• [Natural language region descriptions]
········

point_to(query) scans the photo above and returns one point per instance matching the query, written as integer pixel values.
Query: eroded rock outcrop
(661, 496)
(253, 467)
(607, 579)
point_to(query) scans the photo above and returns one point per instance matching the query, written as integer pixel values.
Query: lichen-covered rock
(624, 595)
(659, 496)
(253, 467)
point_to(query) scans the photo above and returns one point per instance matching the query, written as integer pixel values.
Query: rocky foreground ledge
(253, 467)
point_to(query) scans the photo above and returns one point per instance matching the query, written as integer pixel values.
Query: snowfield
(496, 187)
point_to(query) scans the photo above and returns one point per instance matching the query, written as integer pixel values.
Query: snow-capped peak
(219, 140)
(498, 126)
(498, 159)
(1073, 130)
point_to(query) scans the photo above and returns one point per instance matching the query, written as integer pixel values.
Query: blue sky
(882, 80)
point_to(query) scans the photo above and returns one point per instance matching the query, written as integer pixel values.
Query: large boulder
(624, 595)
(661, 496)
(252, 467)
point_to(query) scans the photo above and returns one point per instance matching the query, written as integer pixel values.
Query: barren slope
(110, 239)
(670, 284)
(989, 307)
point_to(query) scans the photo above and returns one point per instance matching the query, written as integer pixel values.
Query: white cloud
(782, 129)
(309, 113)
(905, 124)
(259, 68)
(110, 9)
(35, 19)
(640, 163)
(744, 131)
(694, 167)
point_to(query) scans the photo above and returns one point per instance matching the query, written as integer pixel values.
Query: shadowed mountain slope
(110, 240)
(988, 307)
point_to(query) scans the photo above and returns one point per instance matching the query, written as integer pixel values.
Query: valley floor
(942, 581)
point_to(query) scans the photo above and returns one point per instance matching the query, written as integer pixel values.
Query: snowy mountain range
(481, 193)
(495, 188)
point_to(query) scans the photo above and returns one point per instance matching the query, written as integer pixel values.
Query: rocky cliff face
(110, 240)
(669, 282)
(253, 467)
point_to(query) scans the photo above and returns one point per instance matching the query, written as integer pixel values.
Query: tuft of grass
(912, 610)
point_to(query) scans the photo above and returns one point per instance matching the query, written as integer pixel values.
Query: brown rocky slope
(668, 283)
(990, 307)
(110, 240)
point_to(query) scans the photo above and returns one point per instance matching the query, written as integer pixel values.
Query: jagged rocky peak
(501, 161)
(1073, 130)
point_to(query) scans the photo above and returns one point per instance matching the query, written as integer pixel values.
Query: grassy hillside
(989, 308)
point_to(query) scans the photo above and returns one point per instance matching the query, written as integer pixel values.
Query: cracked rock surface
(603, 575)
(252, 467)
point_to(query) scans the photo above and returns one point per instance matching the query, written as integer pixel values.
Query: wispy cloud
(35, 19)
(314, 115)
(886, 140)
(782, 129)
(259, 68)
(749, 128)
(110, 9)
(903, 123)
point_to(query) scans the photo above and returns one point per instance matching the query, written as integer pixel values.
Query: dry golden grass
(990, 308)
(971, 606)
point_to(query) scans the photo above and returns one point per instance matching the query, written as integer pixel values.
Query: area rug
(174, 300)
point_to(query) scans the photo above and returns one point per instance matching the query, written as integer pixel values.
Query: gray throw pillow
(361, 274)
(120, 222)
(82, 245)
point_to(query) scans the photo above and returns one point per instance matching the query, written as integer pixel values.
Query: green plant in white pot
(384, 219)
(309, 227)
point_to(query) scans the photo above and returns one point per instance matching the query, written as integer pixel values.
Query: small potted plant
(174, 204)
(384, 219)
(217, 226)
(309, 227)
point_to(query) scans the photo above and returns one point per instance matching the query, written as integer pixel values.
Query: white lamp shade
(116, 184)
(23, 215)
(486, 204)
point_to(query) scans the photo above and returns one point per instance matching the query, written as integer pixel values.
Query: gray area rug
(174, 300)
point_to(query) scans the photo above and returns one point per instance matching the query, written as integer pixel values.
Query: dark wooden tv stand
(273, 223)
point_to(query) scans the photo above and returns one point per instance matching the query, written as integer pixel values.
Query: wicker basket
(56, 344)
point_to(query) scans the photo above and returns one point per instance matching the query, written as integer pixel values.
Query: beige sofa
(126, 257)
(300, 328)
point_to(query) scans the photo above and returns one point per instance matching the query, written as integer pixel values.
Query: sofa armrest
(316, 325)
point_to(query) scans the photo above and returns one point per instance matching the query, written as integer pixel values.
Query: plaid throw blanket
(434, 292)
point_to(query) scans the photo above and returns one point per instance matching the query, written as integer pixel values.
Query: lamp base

········

• [ABOUT THIS TASK]
Copy every entry exactly; no part may be left out.

• [COMPLETED EXERCISE]
point_to(query) scans the photo above and returns one point per instance matching the query, written as integer pixel values.
Query: eroded rock outcrop
(661, 496)
(253, 467)
(607, 579)
point_to(query) scans the photo above and returns one point per instance matching the query, written as integer pixel values.
Query: lichen-covered rock
(624, 595)
(659, 496)
(253, 467)
point_to(query) scans the photo above and returns one point per instance matching the query, written as integer pixel values.
Query: rocky foreground ledge
(253, 467)
point_to(query) scans the photo above and returns one point per instance matching the query, written as integer pixel values.
Query: snowfield
(496, 187)
point_to(query) scans the photo above and returns one point per instance matching the query, written as integer pixel values.
Query: snow-capped peak
(219, 140)
(498, 126)
(498, 159)
(1073, 130)
point_to(query) scans the photo above and returns one point per instance matching the query, written as integer pixel values.
Query: blue sky
(882, 80)
point_to(query) scans the photo above and returns one point per instance matching the query, written as integer pixel values.
Query: large boulder
(624, 595)
(661, 496)
(252, 467)
point_to(query) scans the photo above and returns one point per instance matching the query, written as integer pixel values.
Query: barren slope
(110, 239)
(670, 284)
(989, 307)
point_to(query) scans the photo above and returns one point per instance matching the query, written as integer pixel values.
Query: white cloud
(782, 129)
(309, 113)
(905, 124)
(259, 68)
(110, 9)
(35, 19)
(640, 163)
(744, 131)
(694, 167)
point_to(query) scans the photo above and returns one point per instance matching the query, written as integer pixel values.
Query: shadowed mountain slope
(110, 240)
(988, 307)
point_to(query) scans the photo above and returns one point per instance matching the query, written as integer pixel values.
Query: valley floor
(942, 581)
point_to(query) scans the photo above and returns one point per instance matching the query, written as integer pixel values.
Query: snowy mountain range
(481, 193)
(495, 188)
point_to(query) scans the photo above and returns one point per instance matching the query, written as integer pixel values.
Query: rocky cliff face
(110, 240)
(669, 282)
(253, 467)
point_to(query) scans the photo above and returns one point per instance matching the query, written as integer pixel values.
Query: tuft of grass
(912, 610)
point_to(query) scans the photo above and returns one point per instance matching the query, written as integer pixel values.
Query: brown rocky slope
(668, 283)
(990, 307)
(110, 240)
point_to(query) scans the photo above and returns one point per instance matching the query, written as integer pixel values.
Query: jagged rocky peak
(501, 161)
(1073, 130)
point_to(query) scans the photo above and returns one point per instance matching the query, written as integer pixel values.
Query: grassy hillside
(989, 308)
point_to(query) scans the photo above and returns one point per instance matching the query, written as integer pixel values.
Query: cracked rock surface
(603, 575)
(252, 467)
point_to(query) scans the photo above and returns one point per instance matching the query, written as integer pixel values.
Query: wispy cloud
(35, 19)
(314, 115)
(886, 140)
(782, 129)
(259, 68)
(749, 128)
(110, 9)
(903, 123)
point_to(query) scans the photo above and returns one point per instance matching the query, written as integer pixel values.
Query: dry golden grass
(990, 308)
(971, 606)
point_to(query) scans the photo above and returns one point per instance matching the query, written as integer pixel values.
Query: area rug
(174, 300)
point_to(query) scans the photo above and returns one point per instance matching the query, written as integer pixel values.
Query: gray throw pillow
(361, 274)
(120, 222)
(82, 245)
point_to(query) scans the photo above and returns one point per instance matching the query, written as integer pixel values.
Query: green plant in white pot
(384, 219)
(309, 227)
point_to(query) scans the photo above and returns one point per instance matching the query, written as integer pixel values.
Query: small potted plant
(174, 204)
(384, 219)
(217, 226)
(309, 227)
point_to(query) scans the photo above and returns one point per instance matching the query, written as integer pixel values.
Query: white lamp shade
(116, 184)
(23, 215)
(486, 204)
point_to(query) scans the photo above and returns one point per instance matching the query, written as integer pixel values.
Query: gray area rug
(174, 300)
point_to(query) scans the photo above and returns one point per instance matching the query, written as integer pixel values.
Query: dark wooden tv stand
(273, 223)
point_to(query) scans the photo above and returns one point per instance matching the query, written as integer pixel values.
Query: wicker basket
(56, 344)
point_to(query) scans the photo above and returns one point per instance matching the query, written as integer pixel values.
Query: beige sofa
(126, 257)
(300, 328)
point_to(query) scans the photo above and returns one point per instance matching the query, written as integer pixel values.
Query: sofa armrest
(316, 325)
point_to(query) scans the photo above and returns one point per instance matching the query, written as integer pixel values.
Query: plaid throw blanket
(434, 292)
point_to(query) scans the photo above and returns one point per instance matching the query, written as integer pixel values.
Query: lamp base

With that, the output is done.